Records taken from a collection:

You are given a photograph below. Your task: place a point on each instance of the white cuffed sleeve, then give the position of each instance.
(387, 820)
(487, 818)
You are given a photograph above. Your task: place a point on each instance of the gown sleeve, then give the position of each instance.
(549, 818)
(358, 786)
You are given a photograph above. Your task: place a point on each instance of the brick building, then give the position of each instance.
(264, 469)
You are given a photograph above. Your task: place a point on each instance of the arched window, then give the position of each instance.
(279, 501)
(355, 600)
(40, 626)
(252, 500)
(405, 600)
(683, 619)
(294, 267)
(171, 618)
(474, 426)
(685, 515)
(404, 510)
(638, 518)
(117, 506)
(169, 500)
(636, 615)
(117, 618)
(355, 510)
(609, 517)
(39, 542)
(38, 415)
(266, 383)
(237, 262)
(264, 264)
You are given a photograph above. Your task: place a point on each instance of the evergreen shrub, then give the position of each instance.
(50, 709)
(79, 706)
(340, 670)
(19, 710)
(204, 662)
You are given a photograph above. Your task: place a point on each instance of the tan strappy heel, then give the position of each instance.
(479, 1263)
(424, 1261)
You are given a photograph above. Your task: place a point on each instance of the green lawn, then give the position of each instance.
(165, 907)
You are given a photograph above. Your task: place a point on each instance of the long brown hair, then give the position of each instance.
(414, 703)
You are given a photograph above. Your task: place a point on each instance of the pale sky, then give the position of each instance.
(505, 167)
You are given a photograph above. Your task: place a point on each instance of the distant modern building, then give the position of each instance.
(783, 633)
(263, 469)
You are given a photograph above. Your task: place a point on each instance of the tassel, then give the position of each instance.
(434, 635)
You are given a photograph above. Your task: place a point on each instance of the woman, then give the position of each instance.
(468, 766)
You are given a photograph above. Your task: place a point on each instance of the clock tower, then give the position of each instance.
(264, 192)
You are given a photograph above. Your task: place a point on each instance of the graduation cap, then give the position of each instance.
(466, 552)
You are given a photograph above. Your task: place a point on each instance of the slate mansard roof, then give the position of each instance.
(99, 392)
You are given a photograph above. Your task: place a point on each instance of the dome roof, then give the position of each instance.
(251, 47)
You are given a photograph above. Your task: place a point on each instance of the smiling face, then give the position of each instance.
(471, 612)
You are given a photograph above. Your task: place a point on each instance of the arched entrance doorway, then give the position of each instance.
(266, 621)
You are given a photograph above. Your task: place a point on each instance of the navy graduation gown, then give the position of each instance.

SHORT TASK:
Can you revise the data above so that each "instance" becomes "occurrence", with nothing else altered?

TASK RESULT:
You are given a photograph below. Your task: place a point on each occurrence of the white cuffed sleeve, then give the position of each occurrence.
(387, 820)
(487, 818)
You are given a photograph above. Your task: place a point on each occurrence of the gown sleeve, then give the position of each occurrence.
(549, 818)
(358, 786)
You are given a photograph above. Your task: place a point on each occurrence of the brick building, then give the position of each occurrence.
(264, 469)
You are given a photograph above. Your task: place a point on each occurrence of the arched window, then give the position of each occurrence.
(279, 501)
(355, 600)
(40, 626)
(252, 500)
(405, 600)
(683, 619)
(294, 267)
(171, 618)
(474, 426)
(685, 515)
(404, 510)
(638, 518)
(117, 506)
(169, 500)
(636, 615)
(117, 618)
(355, 510)
(609, 517)
(39, 542)
(38, 415)
(266, 383)
(237, 262)
(264, 264)
You are given a photograph above. Your task: place a point on each occurrence of the evergreen shrub, then give the position of each occurrence.
(50, 709)
(79, 706)
(340, 670)
(19, 710)
(204, 662)
You are given a photograph above. Your task: place a point on each occurrence of the tan strappy heel, then give the position of each occurrence.
(479, 1263)
(424, 1261)
You are given a photograph above. Your task: place a point on each occurrence of the green lawn, then give the position of each occurrence.
(165, 907)
You are given a photograph above. Your task: place a point on each occurrence of the long brown hair, then give the position of each occurrence.
(414, 703)
You are given a photograph above. Your task: place a point on each occurrence of the pale sky, then give the position of each occurrence.
(505, 167)
You are given a photograph above. Your task: place a point on each occurrence of the distant modern building, then give the position of each occurrence.
(783, 633)
(263, 469)
You are given a photograph above. Your task: place a point on each occurrence of the tassel, then give the position of each occurrence.
(434, 635)
You are given a photograph above. Your task: place a point on each occurrence of the woman, then give the position of each occurrence.
(468, 766)
You are given a photograph above. Your task: place a point on each occurrence of the clock tower, then give the position of each occurrence.
(264, 192)
You are given a photograph above. Your task: place a point on each occurrence of the graduation cap, then give the position of each occurrence.
(466, 552)
You are given a photograph above. Your task: place a point on each occurrence of the slate mansard roof, then give the position of each occurrence.
(99, 392)
You are given a photograph above. Your task: place a point on each occurrence of the dome roof, then give the position of each occurrence.
(251, 47)
You are given a photograph above. Your task: place a point on each occurrence of the smiling face, then give the position of each occurrence.
(471, 612)
You are given a photograph above. Your task: place a point on each occurrence of the arched entrance doorway, then give the position of each occurrence.
(266, 621)
You are given a photograph above. Your task: place a point on each occurrence of the navy graduation gown, then give the position of each occurrence.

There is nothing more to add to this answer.